▶ PROBLEM 1:
Answer these questions from the Glen Oaks High School article:
(a) In what year did the school open?
(b) Which middle school feeds into Glen Oaks?
(c) In what athletic class do the Glen Oaks High Panthers compete?
▶ PROBLEM 2:
List every elementary school that the Glen Oaks High School article names as feeding into Glen Oaks.
▶ PROBLEM 3:
Continue the Glen Oaks High School article from its last sentence.

** BEGIN SOURCE DOCUMENT **

Glen Oaks High School (GOHS) is located in Merrydale, unincorporated East Baton Rouge Parish, Louisiana, United States, near the city of Baton Rouge. The school, opened in 1960, is part of East Baton Rouge Parish Public Schools. The current principal is Edward Hunter.

Feeder patterns
Glen Oaks serves Merrydale and sections of Baton Rouge.

The following elementary schools feed into Glen Oaks: 
 Glen Oaks Park
 Lanier
 Merrydale
 Claiborne (partial)
 Sharon Hills (partial)
 Forest Heights Academy of Excellence
 Howell Park & Brookstown

The following middle schools feed into Glen Oaks:
 Glen Oaks

School uniforms
All student must wear uniforms: 9th Grade: Red or Black, 10-12th Grade: Red or Black

Athletics
The Glen Oaks High Panthers compete in LHSAA Class 3A athletics. The school's mascot is the Panther and school colors are red, black, and white.

** END SOURCE DOCUMENT **
** BEGIN DATASET ROWS **

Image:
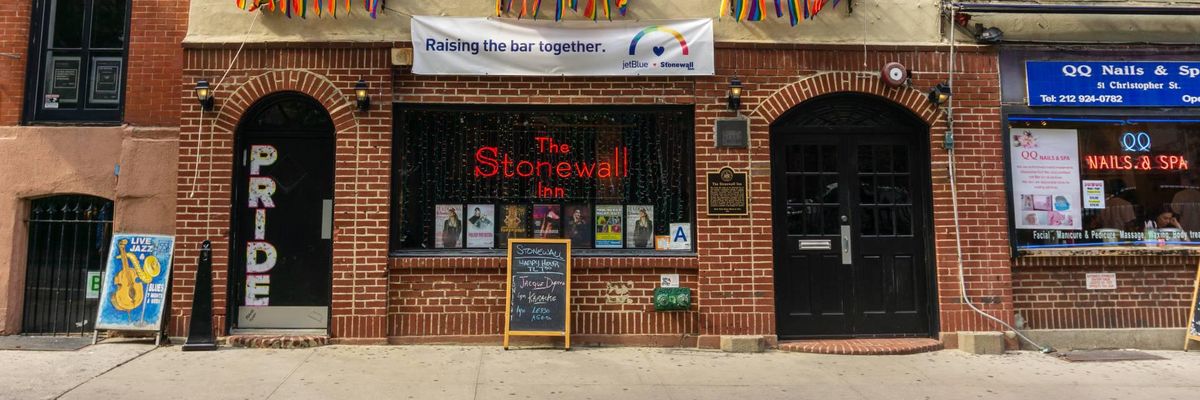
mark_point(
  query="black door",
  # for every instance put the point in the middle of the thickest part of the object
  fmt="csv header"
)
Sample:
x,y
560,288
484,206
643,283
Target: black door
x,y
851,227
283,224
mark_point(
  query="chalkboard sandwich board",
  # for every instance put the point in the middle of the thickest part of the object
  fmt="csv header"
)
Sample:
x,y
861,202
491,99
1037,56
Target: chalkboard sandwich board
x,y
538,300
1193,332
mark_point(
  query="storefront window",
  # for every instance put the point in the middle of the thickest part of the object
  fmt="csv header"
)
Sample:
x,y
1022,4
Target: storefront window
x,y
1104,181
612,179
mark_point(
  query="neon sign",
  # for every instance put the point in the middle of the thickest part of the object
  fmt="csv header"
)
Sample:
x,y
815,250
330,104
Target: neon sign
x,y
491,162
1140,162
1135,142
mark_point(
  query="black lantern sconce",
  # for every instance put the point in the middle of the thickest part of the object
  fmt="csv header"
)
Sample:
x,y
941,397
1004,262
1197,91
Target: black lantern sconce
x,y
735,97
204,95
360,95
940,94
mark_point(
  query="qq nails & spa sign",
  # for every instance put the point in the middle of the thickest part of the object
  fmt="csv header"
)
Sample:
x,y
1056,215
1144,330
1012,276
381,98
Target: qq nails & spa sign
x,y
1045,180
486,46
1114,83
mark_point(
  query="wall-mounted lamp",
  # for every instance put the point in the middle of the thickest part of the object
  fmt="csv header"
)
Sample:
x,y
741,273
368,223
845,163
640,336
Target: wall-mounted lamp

** END DATASET ROWS **

▶ TASK RESPONSE 1:
(a) 1960
(b) Glen Oaks
(c) LHSAA Class 3A

▶ TASK RESPONSE 2:
Glen Oaks Park
Lanier
Merrydale
Claiborne (partial)
Sharon Hills (partial)
Forest Heights Academy of Excellence
Howell Park & Brookstown

▶ TASK RESPONSE 3:
Championships
The school is best known for its boys and girls basketball programs, as well as their track and field programs. The basketball programs have won multiple state championships and tournament titles since the 1990s and the track and field teams have won state titles starting in the 2000s.

Band
GOHS panther marching band is the one of the largest student organizations on campus.  The band and the Pantherettes have a long tradition of winning "Battle of the Bands" in South Louisiana and performing at parades and other special events in the region.

Notable alumni
 Gary Chambers, activist and 2022 US Senate candidate
 Bob Didier, Former MLB player (Atlanta Braves, Detroit Tigers, Boston Red Sox)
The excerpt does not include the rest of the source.